**Supplied passage**:
## BEGIN

Dairibord half year results show reduced losses


Kudzanai Sharara
Dairibord Holdings reported its results for the half year ended June 30, 2017 showing reduced losses from what was recorded prior year comparative. The food and beverages company reported a loss of $845,313 for the period under review, down 55,45 percent from a loss of $1 897 500 reported prior year comparative.
In a statement accompanying the results, Chairman Leonard Tsumba said initiatives to align overheads costs to revenue are beginning to bear fruit.
Total overheads for the period, at $18,713 million were 8 percent below prior year period with labour costs declining by 14 percent. The results also includes restructuring costs of $0,866 million.
Tsumba said the restructuring of the Group has progressed in line with plan.
“Resultantly, EBITDA improved from $347 000, in 2016, to $2,935 million in 2017,” said Mr Tsumba.
The group recorded a 5,13 percent growth in revenue on the back of a 4 percent growth in volumes to 37,398 million litres with Liquid Milks, Foods and Beverages increasing by 2 percent, 10 percent and 3 percent respectively.
Average selling price per litre firmed to $1,15 from $1,14, a 1 percent increase on the first half of 2016 with Mr Tsumba saying the increase in the average selling price was on account of the change in product mix driven by growth in the Foods category which have a higher selling price per litre.

## END

**Excerpted data**:
## BEGIN

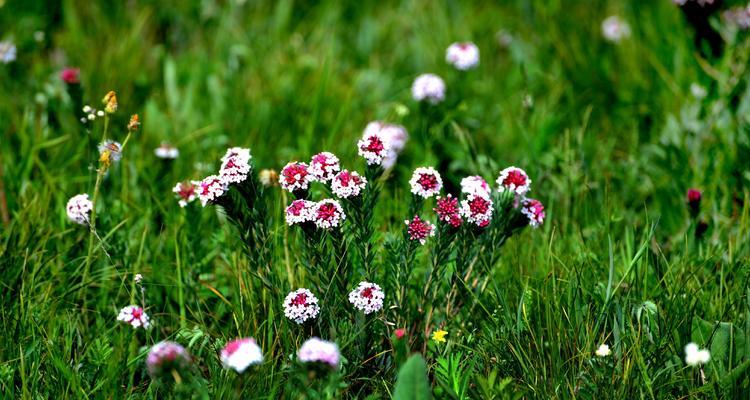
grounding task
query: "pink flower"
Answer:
[331,170,367,199]
[521,199,545,228]
[349,282,385,314]
[279,161,315,192]
[497,167,531,196]
[284,288,320,324]
[297,337,341,369]
[221,337,263,373]
[409,167,443,199]
[117,306,151,329]
[459,194,493,227]
[404,215,435,244]
[309,151,341,183]
[286,200,315,226]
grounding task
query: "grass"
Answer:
[0,0,750,399]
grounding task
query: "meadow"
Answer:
[0,0,750,399]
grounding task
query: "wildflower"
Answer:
[196,175,227,207]
[297,337,341,369]
[411,74,445,104]
[404,215,435,244]
[172,181,200,207]
[309,151,341,183]
[286,199,315,226]
[459,194,493,227]
[65,194,94,225]
[596,344,611,357]
[409,167,443,199]
[685,342,711,367]
[60,68,81,85]
[279,161,315,192]
[521,199,546,228]
[349,282,385,314]
[146,341,190,377]
[496,167,531,196]
[433,194,462,228]
[221,337,263,373]
[357,125,391,165]
[102,90,117,114]
[602,15,630,43]
[331,170,367,199]
[0,42,16,64]
[432,329,448,343]
[117,306,151,329]
[284,288,320,324]
[219,147,252,185]
[312,199,346,229]
[128,114,141,132]
[461,175,490,197]
[154,142,180,160]
[258,169,279,187]
[445,42,479,71]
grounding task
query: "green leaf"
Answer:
[393,354,432,400]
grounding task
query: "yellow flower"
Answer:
[432,329,448,343]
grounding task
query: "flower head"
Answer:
[297,337,341,369]
[279,161,315,192]
[154,142,180,160]
[602,15,630,43]
[146,341,190,377]
[172,181,200,207]
[404,215,435,244]
[284,288,320,324]
[117,306,151,329]
[349,282,385,314]
[221,337,263,373]
[685,342,711,367]
[521,199,546,228]
[496,167,531,196]
[445,42,479,71]
[331,170,367,199]
[409,167,443,199]
[194,175,227,207]
[459,194,493,227]
[312,199,346,229]
[309,151,341,183]
[286,199,315,226]
[411,74,445,104]
[65,193,94,225]
[60,68,81,85]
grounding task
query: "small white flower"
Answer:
[411,74,445,104]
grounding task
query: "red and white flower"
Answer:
[297,337,341,369]
[279,161,315,192]
[349,282,385,314]
[411,74,445,104]
[445,42,479,71]
[312,199,346,229]
[461,175,491,197]
[496,167,531,196]
[286,199,315,226]
[309,151,341,183]
[409,167,443,199]
[172,181,198,207]
[404,215,435,244]
[117,306,151,329]
[459,194,493,227]
[193,175,227,207]
[284,288,320,324]
[221,338,263,373]
[521,199,546,228]
[65,193,94,225]
[331,170,367,199]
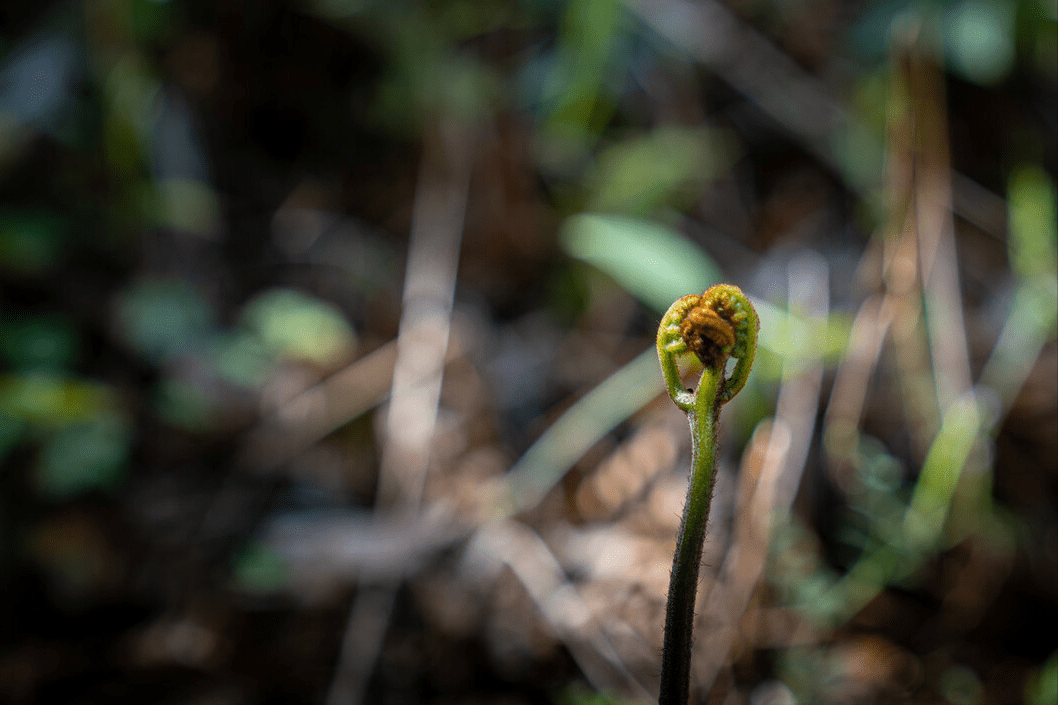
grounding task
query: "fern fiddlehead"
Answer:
[657,284,760,705]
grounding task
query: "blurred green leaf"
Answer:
[154,378,215,431]
[0,314,77,372]
[560,214,720,311]
[0,373,118,430]
[0,213,66,275]
[212,330,275,387]
[0,411,25,460]
[232,541,289,594]
[37,414,131,499]
[118,279,214,360]
[1009,164,1058,278]
[944,0,1017,85]
[1025,651,1058,705]
[590,127,734,216]
[243,289,355,364]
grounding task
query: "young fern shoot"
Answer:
[657,284,760,705]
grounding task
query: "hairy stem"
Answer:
[657,285,759,705]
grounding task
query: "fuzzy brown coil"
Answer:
[679,304,735,368]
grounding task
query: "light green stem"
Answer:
[657,285,759,705]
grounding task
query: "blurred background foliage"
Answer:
[0,0,1058,705]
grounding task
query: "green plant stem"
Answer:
[658,369,720,705]
[657,284,760,705]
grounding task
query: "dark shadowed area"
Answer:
[0,0,1058,705]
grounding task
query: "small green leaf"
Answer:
[37,415,131,500]
[244,289,355,363]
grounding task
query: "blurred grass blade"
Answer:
[560,214,720,311]
[503,346,662,513]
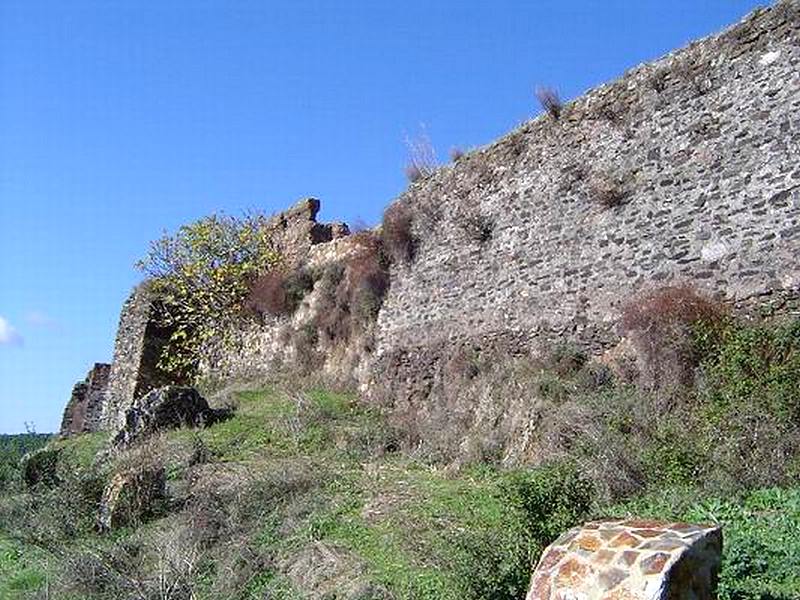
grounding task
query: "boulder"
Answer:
[98,467,166,531]
[527,519,722,600]
[113,386,224,448]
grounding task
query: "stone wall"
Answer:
[59,363,111,436]
[527,519,722,600]
[101,198,349,430]
[102,284,171,430]
[69,0,800,440]
[378,1,800,355]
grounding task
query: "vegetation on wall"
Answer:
[137,214,280,380]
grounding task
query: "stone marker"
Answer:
[527,519,722,600]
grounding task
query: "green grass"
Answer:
[50,431,108,471]
[0,533,47,600]
[0,360,800,600]
[0,433,52,493]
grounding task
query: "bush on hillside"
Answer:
[245,267,314,317]
[318,232,389,350]
[536,86,564,121]
[381,202,419,263]
[137,214,279,382]
[621,285,725,390]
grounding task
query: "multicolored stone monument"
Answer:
[527,519,722,600]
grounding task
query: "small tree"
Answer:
[406,126,437,182]
[137,214,279,380]
[536,87,564,121]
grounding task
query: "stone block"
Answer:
[527,520,722,600]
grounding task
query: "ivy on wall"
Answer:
[136,214,280,381]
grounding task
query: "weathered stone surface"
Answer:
[527,520,722,600]
[113,386,221,447]
[20,446,61,488]
[98,468,166,530]
[59,363,111,436]
[101,283,172,431]
[365,0,800,462]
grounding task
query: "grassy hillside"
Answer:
[0,312,800,600]
[0,433,52,492]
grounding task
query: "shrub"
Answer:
[137,214,279,381]
[318,232,389,350]
[620,285,725,389]
[381,202,419,262]
[589,175,626,208]
[245,267,314,316]
[536,87,564,121]
[504,464,594,548]
[406,126,437,183]
[458,212,494,244]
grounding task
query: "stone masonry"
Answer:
[102,284,171,430]
[527,520,722,600]
[378,0,800,354]
[59,363,111,436]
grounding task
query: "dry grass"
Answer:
[535,87,564,121]
[620,285,726,390]
[381,202,419,263]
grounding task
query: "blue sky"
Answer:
[0,0,757,432]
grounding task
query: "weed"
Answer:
[536,87,564,121]
[381,202,419,263]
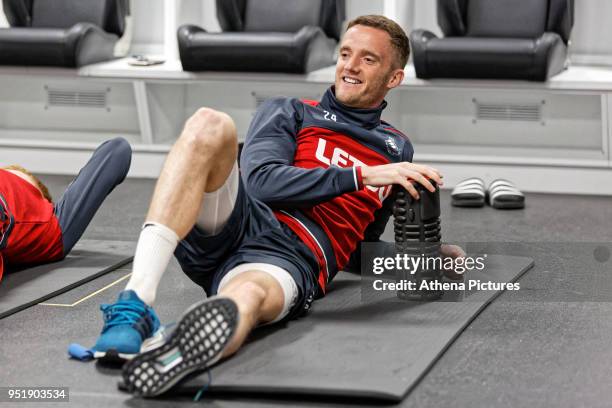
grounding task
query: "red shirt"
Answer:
[0,169,64,279]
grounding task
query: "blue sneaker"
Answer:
[123,296,240,397]
[93,290,159,360]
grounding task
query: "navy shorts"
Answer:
[174,177,319,319]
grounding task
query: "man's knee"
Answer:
[99,137,132,182]
[181,108,238,155]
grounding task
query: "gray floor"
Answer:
[0,177,612,407]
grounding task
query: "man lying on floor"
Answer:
[0,138,132,284]
[94,16,460,396]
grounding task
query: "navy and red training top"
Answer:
[241,87,414,291]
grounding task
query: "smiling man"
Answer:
[94,16,442,396]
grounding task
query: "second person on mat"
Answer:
[0,138,132,284]
[94,16,460,395]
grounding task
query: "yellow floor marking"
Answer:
[39,273,132,307]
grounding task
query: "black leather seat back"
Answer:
[438,0,574,44]
[3,0,129,37]
[466,0,548,38]
[244,0,322,33]
[217,0,346,40]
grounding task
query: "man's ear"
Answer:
[387,68,404,89]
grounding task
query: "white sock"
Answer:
[125,222,179,306]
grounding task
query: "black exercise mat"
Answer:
[175,255,533,401]
[0,240,136,319]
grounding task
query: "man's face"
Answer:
[335,25,404,108]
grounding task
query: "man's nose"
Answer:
[344,55,359,72]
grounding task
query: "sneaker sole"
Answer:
[123,298,238,397]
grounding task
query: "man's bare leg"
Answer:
[146,108,238,239]
[126,108,238,305]
[219,270,285,357]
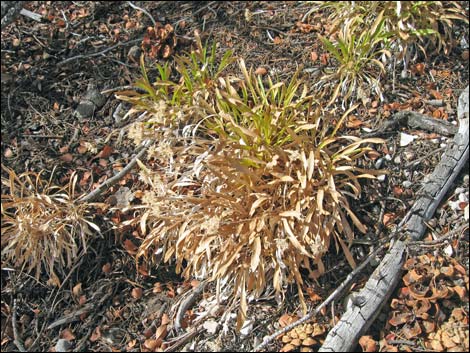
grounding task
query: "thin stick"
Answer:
[11,298,27,352]
[173,281,207,331]
[57,38,142,65]
[127,1,157,27]
[79,140,153,202]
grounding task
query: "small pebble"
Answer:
[402,180,413,188]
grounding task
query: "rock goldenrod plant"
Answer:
[314,1,468,55]
[119,37,382,328]
[317,12,390,104]
[1,165,99,285]
[311,1,468,104]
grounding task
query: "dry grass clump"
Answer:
[1,165,99,285]
[118,40,382,328]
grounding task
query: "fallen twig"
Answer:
[79,140,153,202]
[173,281,207,331]
[127,1,157,27]
[254,231,399,352]
[57,38,142,65]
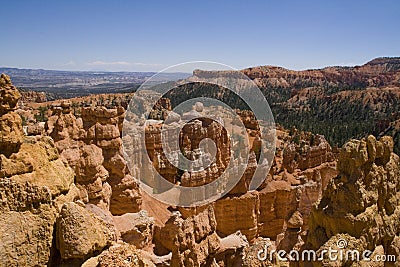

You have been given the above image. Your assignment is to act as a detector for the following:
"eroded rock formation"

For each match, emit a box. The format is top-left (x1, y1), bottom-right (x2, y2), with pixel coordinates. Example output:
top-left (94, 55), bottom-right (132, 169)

top-left (307, 136), bottom-right (400, 266)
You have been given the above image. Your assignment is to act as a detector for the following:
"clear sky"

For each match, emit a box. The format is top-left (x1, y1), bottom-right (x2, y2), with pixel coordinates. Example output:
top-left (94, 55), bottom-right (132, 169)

top-left (0, 0), bottom-right (400, 71)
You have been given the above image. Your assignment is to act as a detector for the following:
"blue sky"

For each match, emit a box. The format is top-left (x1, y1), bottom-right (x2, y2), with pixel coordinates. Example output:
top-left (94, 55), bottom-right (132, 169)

top-left (0, 0), bottom-right (400, 71)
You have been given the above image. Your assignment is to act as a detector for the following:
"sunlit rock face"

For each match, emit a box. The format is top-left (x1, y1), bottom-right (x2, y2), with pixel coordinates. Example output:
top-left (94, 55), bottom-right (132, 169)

top-left (307, 136), bottom-right (400, 266)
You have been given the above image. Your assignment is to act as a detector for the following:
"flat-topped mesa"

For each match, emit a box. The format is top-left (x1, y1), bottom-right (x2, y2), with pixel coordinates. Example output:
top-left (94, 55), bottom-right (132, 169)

## END

**Set tasks**:
1. Check each statement against the article on Dairibord's half-year results. For each, answer yes or no and quote the deciding words from the article. (a) Labour costs fell by 14 percent. (b) Tsumba said the restructuring of the Group fell behind plan. (c) The average selling price per litre dropped compared with the first half of 2016.
2. Reproduce word for word the stretch of the article on Dairibord's half-year results from "In a statement" through "3 percent respectively.".

**The answers**:
1.
(a) Yes: "labour costs declining by 14 percent"
(b) No: "Tsumba said the restructuring of the Group has progressed in line with plan."
(c) No: "Average selling price per litre firmed to $1,15 from $1,14"

2.
In a statement accompanying the results, Chairman Leonard Tsumba said initiatives to align overheads costs to revenue are beginning to bear fruit.
Total overheads for the period, at $18,713 million were 8 percent below prior year period with labour costs declining by 14 percent. The results also includes restructuring costs of $0,866 million.
Tsumba said the restructuring of the Group has progressed in line with plan.
“Resultantly, EBITDA improved from $347 000, in 2016, to $2,935 million in 2017,” said Mr Tsumba.
The group recorded a 5,13 percent growth in revenue on the back of a 4 percent growth in volumes to 37,398 million litres with Liquid Milks, Foods and Beverages increasing by 2 percent, 10 percent and 3 percent respectively.